Page text
————————
NEW YORK -(Dow Jones)- Morgan Stanley (MS) Chairman and Chief Executive James Gorman defended the securities firm's role in Facebook Inc.'s (FB) tumultuous initial public offering, telling employees internally that the firm worked "100% within the rules" and calling the steep decline in Facebook's stock "disappointing."

Gorman, in a weekly strategy meeting Tuesday, which was later webcast to employees, said "speculation of nefarious activity" surrounding the social networking company's IPO is untrue. Contrary to some reports, he said, he wasn't "aware of any dissent" among the underwriting firms regarding Facebook's IPO price of $38 a share.

An interesting note:

In the discussion, Gorman went so far as to recount a phone call he received from Facebook's chief operating officer, Sheryl Sandberg, last Friday evening. Gorman said Sandberg praised the company and offered Morgan Stanley a professional reference for its work on the deal.

For those that don't recognize the name, Mrs. Sandberg oversaw ad sales for Google and is generally credited with helping make that company the profitable business that it now is. She was brought on at Facebook a few years ago to, as I see it, kinda be the adult in the room and figure out how to make Facebook a profitable business.
 
C

czygvtwkr

Guest
At $40 a share FB had something like half of the valuation of Google with only 1/10th the revenue.... this tells me that even at $10 a share is expensive when compared to Google.
 
Has Facebook put in a bottom? It's been creeping up for the last week plus and is trading at about $28.50 in the premarket this morning. It was as low as about $25.50 last week.

I really need to know, someone please tell me. :tap:
 
At $40 a share FB had something like half of the valuation of Google with only 1/10th the revenue.... this tells me that even at $10 a share is expensive when compared to Google.

Only if you assume the companies are at the same stage in their respective developments, which they aren't. You don't buy a stock like FB (now) or Google (when it went public) because you think the price is good based on their current earnings, you buy them because you think the price is good based on their potential future earnings. Google was more expensive right after it went public than Facebook is now. It closed at $100 on its first day of trading (and went mostly up from there) which represented a market cap of about $27 Billion, about 140 times its trailing 12 months earnings of $191 Million. That investment didn't turn out too bad for those that made it, Google is up more than 450% in the less than 8 years since then.

Facebook may or may not be as successful as Google was in growing revenues and earnings in the years following its IPO. But the point remains, speculation / great growth potential plays aren't valued the same way as those plays that have already realized (most of) their great growth potential. If they were, many of the great investment opportunities in our history would have been missed. Early-life IPOs are almost always going to be expensive based on their current earnings. People don't buy them thinking they've already reached their potential as businesses, they buy them because they think they might grow into something much larger / more profitable. 
 
C

czygvtwkr

Guest
Only if you assume the companies are at the same stage in their respective developments, which they aren't. You don't buy a stock like FB (now) or Google (when it went public) because you think the price is good based on their current earnings, you buy them because you think the price is good based on their potential future earnings. Google was more expensive right after it went public than Facebook is now. It closed at $100 on its first day of trading (and went mostly up from there) which represented a market cap of about $27 Billion, about 140 times its trailing 12 months earnings of $191 Million. That investment didn't turn out too bad for those that made it, Google is up more than 450% in the less than 8 years since then.
————————
Stored data
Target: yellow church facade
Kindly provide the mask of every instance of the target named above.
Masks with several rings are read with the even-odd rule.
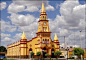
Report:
————————
What is needed
Transcribe the Facebook IPO discussion from "NEW YORK -(Dow" up to and including "of $38 a share.".

Answer for this exercise
NEW YORK -(Dow Jones)- Morgan Stanley (MS) Chairman and Chief Executive James Gorman defended the securities firm's role in Facebook Inc.'s (FB) tumultuous initial public offering, telling employees internally that the firm worked "100% within the rules" and calling the steep decline in Facebook's stock "disappointing."

Gorman, in a weekly strategy meeting Tuesday, which was later webcast to employees, said "speculation of nefarious activity" surrounding the social networking company's IPO is untrue. Contrary to some reports, he said, he wasn't "aware of any dissent" among the underwriting firms regarding Facebook's IPO price of $38 a share.